What to work on —
Could you please retype the records exactly, minus their pictures?
Entries shown START
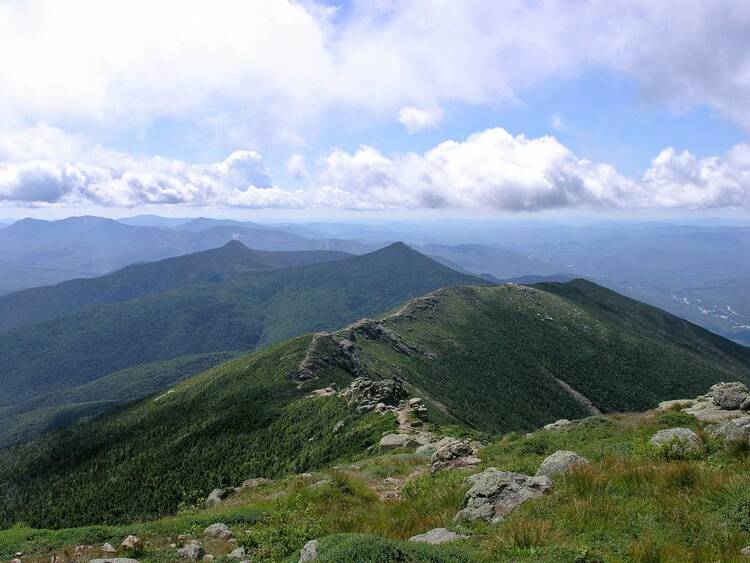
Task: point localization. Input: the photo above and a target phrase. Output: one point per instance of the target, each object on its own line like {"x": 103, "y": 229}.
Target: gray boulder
{"x": 309, "y": 552}
{"x": 561, "y": 462}
{"x": 494, "y": 494}
{"x": 216, "y": 496}
{"x": 394, "y": 441}
{"x": 729, "y": 396}
{"x": 677, "y": 441}
{"x": 193, "y": 551}
{"x": 437, "y": 536}
{"x": 735, "y": 430}
{"x": 219, "y": 530}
Entries shown END
Result for this task —
Task: point localization. Input: the photo above and a target phrase. Output: one point per instance of the target, each object on its own line like {"x": 103, "y": 229}.
Target: gray boulder
{"x": 309, "y": 552}
{"x": 561, "y": 462}
{"x": 494, "y": 494}
{"x": 216, "y": 496}
{"x": 394, "y": 441}
{"x": 729, "y": 396}
{"x": 677, "y": 441}
{"x": 193, "y": 551}
{"x": 437, "y": 536}
{"x": 735, "y": 430}
{"x": 219, "y": 530}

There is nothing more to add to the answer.